Pourquoi le marketing peut sauver le monde

Que le marketing est capable d’attiser davantage que la consommation, ça nous le savions heureusement déjà. Pour ce qui est de la gestion durable de notre planète et de notre société, le temps semble venu de franchir une nouvelle étape : de la notoriété à la conversion. Et ce, grâce au focus sur la responsabilité sociale des entreprises (RSE).

 

Marketing & society

 

Dans les discussions sur la durabilité, on blâme souvent notre consumérisme (attisé par le marketing) pour tout ce qui a mal tourné ou tourne mal. C’est une idée qui renferme indubitablement une part de vérité. Plus la consommation augmente, plus l’empreinte écologique augmente, et plus les conséquences sont graves pour l’homme et la nature.

En ces temps où chacun se rend compte qu’un jour nous atteindrons un plafond et qu’il vaut mieux agir avant d’en arriver là, il est aussi utile d’examiner le rôle du marketing. Comme son objectif est de générer un changement de comportement, le marketing peut en effet jouer un rôle ici aussi. En d’autres mots : comment faire en sorte que le marketing soit exploité différemment pour ainsi servir les intérêts de l’homme et de la planète ?

Faire preuve de modestie

Il se pourrait bien que la réponse à cette question soit plus proche qu’on ne le pense. En effet, cette façon de réfléchir et de travailler s’applique déjà fréquemment, plus spécifiquement au sein des organisations à profit social. « En marketing, tout dépend de votre message », dit Nena Baeyens, collaboratrice en communication chez l’ASBL EVA, une organisation qui plaide pour une végétalisation plus poussée de l’alimentation. « On peut donc parfaitement l’exploiter pour inspirer les gens et les convaincre de faire ‘quelque chose de bien’. » « Le marketing est un moyen pour arriver à une fin », ajoute Marleen Vos. Elle est directrice générale de Komosie, qui réunit des entrepreneurs environnementaux dans l’économie sociale (dont les 135 Kringwinkels). « Vu sous cet angle, il peut en effet contribuer à sauver la planète, si l’on peut dire. »
+ + +
*CONSIGNES:*
a. Recopiez fidèlement, dans le texte sur le marketing et la durabilité, tout le passage allant de « En ces temps » jusqu'à « de la planète ? ».
b. D'après le texte sur le marketing et la durabilité, en faveur de quoi l'ASBL EVA plaide-t-elle ?
c. Rédigez la suite du texte sur le marketing et la durabilité, en reprenant après sa dernière phrase.
+ + +
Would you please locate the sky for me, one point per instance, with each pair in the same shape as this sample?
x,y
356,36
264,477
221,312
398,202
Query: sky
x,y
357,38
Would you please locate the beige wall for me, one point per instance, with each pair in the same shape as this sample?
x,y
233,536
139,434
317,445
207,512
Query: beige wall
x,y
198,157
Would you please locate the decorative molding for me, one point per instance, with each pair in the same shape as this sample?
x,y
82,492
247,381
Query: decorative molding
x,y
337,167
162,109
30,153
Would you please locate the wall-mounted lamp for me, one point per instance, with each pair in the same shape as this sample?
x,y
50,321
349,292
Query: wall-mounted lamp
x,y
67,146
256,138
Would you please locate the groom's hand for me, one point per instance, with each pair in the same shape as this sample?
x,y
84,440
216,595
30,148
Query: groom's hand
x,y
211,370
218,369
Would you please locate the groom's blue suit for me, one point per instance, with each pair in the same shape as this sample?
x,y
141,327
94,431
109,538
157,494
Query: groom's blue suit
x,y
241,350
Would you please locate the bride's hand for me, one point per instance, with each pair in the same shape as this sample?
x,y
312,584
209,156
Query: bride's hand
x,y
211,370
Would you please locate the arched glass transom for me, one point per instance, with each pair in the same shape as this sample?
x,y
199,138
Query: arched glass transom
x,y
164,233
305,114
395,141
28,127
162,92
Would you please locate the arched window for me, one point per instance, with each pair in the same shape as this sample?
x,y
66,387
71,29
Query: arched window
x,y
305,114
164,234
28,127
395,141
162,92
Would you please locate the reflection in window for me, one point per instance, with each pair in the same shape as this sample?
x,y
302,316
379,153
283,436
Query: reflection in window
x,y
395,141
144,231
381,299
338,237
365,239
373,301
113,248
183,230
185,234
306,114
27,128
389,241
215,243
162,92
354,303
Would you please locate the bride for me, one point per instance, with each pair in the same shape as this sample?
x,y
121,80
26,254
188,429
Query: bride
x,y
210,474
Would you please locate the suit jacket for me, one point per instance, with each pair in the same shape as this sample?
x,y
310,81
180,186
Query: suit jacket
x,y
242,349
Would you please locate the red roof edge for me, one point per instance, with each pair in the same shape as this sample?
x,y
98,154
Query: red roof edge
+ + +
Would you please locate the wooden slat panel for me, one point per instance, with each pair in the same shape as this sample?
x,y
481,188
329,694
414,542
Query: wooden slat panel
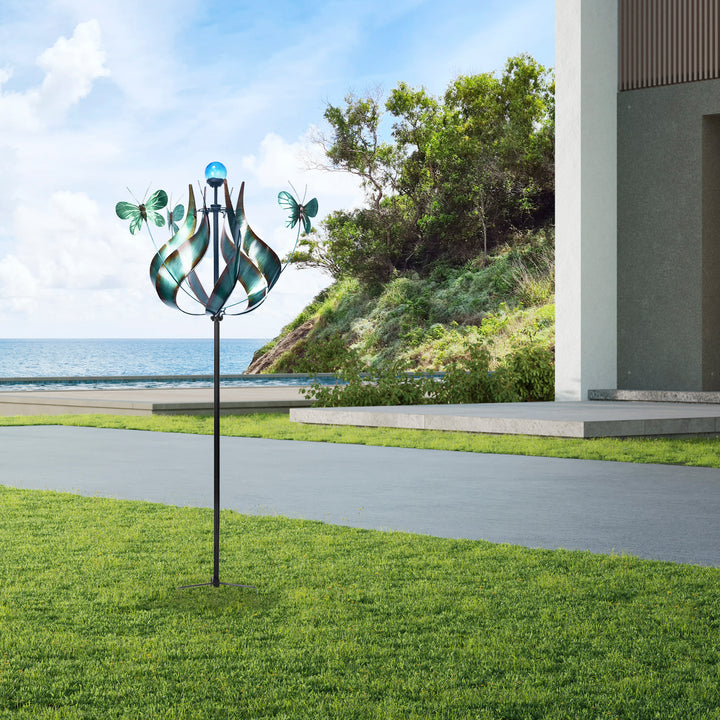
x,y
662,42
+ + +
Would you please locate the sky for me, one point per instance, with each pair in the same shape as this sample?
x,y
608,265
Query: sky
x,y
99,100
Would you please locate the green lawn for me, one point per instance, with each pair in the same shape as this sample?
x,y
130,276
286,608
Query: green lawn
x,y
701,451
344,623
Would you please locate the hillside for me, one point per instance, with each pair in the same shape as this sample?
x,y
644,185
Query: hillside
+ + +
*RÉPONSES:*
a.
En ces temps où chacun se rend compte qu’un jour nous atteindrons un plafond et qu’il vaut mieux agir avant d’en arriver là, il est aussi utile d’examiner le rôle du marketing. Comme son objectif est de générer un changement de comportement, le marketing peut en effet jouer un rôle ici aussi. En d’autres mots : comment faire en sorte que le marketing soit exploité différemment pour ainsi servir les intérêts de l’homme et de la planète ?

b. Elle plaide pour une végétalisation plus poussée de l'alimentation.

c.
Hermann Steinmeyer, chef marketing et communication au sein de la Banque Triodos, se hâte d’exprimer une réserve : «  Le marketing doit faire preuve de suffisamment de modestie pour ne pas revendiquer à tout va qu’à lui seul il ‘peut sauver la Terre’. D’une part, le marketing n’est pas seul dans ce contexte ; d’autre part, tout ne tourne pas uniquement autour de l’environnement et du climat. Il s’agit en général d’opérer les changements sociétaux positifs nécessaires pour en arriver à un monde viable pour nous tous. Il faut beaucoup plus pour y parvenir. Cependant, le marketing et la communication d’entreprise constituent bel et bien un relais indispensable sur le chemin qui y mène. »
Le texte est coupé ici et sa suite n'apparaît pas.